= Required work =
Give an exact copy of the lines from the beginning of the listing below to the "positive clicks: (418, 165) (254, 156)" line, inclusive.

----

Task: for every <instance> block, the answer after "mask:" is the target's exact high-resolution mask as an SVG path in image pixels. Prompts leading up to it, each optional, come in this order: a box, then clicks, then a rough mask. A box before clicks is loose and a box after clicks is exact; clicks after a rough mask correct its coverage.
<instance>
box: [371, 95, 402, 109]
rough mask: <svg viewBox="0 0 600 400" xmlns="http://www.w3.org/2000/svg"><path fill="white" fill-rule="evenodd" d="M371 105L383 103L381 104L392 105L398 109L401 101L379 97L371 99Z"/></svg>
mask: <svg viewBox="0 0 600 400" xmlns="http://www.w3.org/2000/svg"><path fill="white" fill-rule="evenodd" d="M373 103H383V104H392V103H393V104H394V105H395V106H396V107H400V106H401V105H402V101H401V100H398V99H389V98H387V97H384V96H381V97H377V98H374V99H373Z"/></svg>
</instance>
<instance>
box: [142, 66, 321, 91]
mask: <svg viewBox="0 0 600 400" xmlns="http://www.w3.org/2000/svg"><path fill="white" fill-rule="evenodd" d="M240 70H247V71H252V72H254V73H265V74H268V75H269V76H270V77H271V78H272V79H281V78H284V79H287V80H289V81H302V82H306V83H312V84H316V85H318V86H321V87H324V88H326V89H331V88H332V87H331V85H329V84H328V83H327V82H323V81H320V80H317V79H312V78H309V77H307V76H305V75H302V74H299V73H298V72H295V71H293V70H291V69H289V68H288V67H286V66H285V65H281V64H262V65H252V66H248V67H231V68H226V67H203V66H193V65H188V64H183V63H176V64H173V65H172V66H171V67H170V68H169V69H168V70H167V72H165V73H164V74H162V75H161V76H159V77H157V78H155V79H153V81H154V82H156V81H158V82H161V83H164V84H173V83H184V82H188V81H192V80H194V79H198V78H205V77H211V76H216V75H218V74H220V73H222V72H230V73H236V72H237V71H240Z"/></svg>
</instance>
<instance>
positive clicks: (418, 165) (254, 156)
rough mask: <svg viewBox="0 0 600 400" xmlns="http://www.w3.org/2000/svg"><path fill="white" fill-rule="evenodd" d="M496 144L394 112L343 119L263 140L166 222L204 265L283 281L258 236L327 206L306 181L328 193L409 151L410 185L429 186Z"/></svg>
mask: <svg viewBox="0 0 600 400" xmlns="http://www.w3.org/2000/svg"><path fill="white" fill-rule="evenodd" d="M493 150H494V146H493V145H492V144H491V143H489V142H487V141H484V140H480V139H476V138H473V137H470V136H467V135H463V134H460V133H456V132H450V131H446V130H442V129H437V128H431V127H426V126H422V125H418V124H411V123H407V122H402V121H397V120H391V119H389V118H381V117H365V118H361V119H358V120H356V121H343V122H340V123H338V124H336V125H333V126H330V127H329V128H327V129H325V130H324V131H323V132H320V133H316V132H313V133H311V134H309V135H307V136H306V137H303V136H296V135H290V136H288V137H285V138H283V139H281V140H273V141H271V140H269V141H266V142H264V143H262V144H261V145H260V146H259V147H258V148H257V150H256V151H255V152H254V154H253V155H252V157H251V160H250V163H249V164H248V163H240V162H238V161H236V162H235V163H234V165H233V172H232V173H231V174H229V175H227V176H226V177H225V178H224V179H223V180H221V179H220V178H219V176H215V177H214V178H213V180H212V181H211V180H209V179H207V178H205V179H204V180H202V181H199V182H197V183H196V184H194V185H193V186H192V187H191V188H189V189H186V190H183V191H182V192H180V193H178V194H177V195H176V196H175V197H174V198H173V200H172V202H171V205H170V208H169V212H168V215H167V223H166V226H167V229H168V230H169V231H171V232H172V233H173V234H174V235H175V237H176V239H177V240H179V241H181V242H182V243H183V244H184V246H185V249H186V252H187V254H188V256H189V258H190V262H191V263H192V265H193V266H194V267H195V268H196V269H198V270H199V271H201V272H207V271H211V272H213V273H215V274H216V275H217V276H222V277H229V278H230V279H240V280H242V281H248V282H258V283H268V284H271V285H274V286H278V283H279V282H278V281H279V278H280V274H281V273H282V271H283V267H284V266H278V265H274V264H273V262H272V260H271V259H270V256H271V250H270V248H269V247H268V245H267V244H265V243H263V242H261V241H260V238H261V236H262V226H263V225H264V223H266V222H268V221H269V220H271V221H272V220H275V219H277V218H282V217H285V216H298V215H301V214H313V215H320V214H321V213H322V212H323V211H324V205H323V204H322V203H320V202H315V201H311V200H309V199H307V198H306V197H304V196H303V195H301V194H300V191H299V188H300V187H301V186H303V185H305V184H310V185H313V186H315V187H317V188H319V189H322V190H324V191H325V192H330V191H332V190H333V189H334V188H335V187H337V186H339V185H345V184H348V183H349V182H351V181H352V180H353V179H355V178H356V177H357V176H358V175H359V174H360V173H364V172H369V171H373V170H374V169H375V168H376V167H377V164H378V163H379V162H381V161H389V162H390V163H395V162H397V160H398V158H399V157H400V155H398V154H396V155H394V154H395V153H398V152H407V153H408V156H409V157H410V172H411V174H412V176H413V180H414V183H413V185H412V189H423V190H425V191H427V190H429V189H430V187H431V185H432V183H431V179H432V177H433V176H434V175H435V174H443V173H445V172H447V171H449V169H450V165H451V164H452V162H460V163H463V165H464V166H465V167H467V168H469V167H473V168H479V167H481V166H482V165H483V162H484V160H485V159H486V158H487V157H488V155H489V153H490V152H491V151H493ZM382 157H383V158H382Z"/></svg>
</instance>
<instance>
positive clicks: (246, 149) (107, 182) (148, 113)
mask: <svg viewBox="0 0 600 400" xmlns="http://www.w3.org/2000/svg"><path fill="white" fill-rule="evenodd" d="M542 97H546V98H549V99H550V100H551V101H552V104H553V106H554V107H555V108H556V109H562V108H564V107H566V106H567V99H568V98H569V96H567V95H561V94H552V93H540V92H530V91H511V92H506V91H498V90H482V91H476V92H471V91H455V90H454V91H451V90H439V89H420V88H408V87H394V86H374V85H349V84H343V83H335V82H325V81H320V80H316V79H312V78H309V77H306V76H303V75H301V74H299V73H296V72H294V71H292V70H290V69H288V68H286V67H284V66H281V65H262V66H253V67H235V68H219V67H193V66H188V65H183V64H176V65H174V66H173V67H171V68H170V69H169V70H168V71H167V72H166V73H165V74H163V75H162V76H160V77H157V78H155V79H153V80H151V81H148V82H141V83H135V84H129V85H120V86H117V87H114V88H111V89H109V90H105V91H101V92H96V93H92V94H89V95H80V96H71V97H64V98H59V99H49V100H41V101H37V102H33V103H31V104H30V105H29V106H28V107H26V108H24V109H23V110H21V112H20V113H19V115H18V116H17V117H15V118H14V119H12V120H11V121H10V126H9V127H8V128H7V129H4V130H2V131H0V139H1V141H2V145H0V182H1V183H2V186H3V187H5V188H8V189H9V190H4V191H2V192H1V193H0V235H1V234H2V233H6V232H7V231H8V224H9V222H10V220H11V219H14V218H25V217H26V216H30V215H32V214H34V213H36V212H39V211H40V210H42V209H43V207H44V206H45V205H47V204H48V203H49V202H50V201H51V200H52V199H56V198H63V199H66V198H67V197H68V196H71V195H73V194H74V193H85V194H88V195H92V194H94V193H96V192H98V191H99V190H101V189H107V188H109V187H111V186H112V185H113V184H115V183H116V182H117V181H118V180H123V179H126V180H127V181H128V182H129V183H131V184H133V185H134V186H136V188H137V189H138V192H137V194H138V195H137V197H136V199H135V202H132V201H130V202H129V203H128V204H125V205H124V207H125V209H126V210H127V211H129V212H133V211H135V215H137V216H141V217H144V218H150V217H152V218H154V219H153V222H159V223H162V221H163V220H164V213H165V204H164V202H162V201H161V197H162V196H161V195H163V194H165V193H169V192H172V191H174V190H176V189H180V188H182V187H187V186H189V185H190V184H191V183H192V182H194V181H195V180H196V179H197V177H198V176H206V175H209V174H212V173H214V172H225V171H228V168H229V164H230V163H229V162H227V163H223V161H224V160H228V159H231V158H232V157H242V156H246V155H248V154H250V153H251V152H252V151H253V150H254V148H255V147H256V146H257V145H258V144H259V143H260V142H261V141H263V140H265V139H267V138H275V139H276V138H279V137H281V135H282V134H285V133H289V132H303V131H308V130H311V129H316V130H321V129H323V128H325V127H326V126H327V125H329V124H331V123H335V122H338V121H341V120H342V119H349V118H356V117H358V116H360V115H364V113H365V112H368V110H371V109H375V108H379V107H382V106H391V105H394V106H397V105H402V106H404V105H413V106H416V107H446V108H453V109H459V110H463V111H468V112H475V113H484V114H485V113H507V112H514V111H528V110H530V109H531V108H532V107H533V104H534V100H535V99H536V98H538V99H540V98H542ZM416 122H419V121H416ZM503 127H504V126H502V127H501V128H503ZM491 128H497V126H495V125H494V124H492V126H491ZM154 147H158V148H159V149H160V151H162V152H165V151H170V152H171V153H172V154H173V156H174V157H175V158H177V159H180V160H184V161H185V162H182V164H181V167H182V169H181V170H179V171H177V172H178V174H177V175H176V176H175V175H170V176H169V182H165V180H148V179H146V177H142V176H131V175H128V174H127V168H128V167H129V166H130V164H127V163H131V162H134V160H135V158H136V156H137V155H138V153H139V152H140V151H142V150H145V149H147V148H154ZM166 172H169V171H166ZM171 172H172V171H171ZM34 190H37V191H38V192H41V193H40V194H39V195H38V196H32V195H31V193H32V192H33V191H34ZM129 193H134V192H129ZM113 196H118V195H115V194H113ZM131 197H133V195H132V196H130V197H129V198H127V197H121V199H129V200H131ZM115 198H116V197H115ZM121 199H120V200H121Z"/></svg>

----

= Exercise result =
Task: for every <instance> block, the answer after "mask:" is the target's exact high-resolution mask as an SVG path in image pixels. Prompts leading up to it, each optional, come in this order: a box, then clicks, then a rough mask. A box before clicks is loose and a box after clicks is exact; clicks after a rough mask correct its coverage.
<instance>
box: [371, 95, 402, 109]
rough mask: <svg viewBox="0 0 600 400" xmlns="http://www.w3.org/2000/svg"><path fill="white" fill-rule="evenodd" d="M371 105L383 103L381 104L392 105L398 109L401 101L379 97L371 99Z"/></svg>
mask: <svg viewBox="0 0 600 400" xmlns="http://www.w3.org/2000/svg"><path fill="white" fill-rule="evenodd" d="M373 103H383V104H392V103H393V104H394V105H395V106H396V107H400V106H401V105H402V101H401V100H398V99H389V98H387V97H384V96H381V97H377V98H374V99H373Z"/></svg>
</instance>
<instance>
box: [142, 66, 321, 91]
mask: <svg viewBox="0 0 600 400" xmlns="http://www.w3.org/2000/svg"><path fill="white" fill-rule="evenodd" d="M240 70H247V71H252V72H254V73H265V74H268V75H269V76H270V77H271V78H272V79H281V78H284V79H287V80H289V81H302V82H306V83H312V84H316V85H318V86H321V87H324V88H326V89H331V88H332V87H331V85H329V84H328V83H327V82H323V81H320V80H317V79H312V78H309V77H307V76H305V75H302V74H299V73H298V72H295V71H293V70H291V69H289V68H288V67H286V66H285V65H281V64H262V65H252V66H248V67H231V68H226V67H203V66H193V65H188V64H183V63H176V64H173V65H172V66H171V67H170V68H169V69H168V70H167V72H165V73H164V74H162V75H161V76H159V77H157V78H155V79H153V81H154V82H156V81H158V82H161V83H164V84H173V83H184V82H188V81H192V80H194V79H198V78H205V77H211V76H216V75H218V74H220V73H222V72H230V73H236V72H237V71H240Z"/></svg>
</instance>
<instance>
positive clicks: (418, 165) (254, 156)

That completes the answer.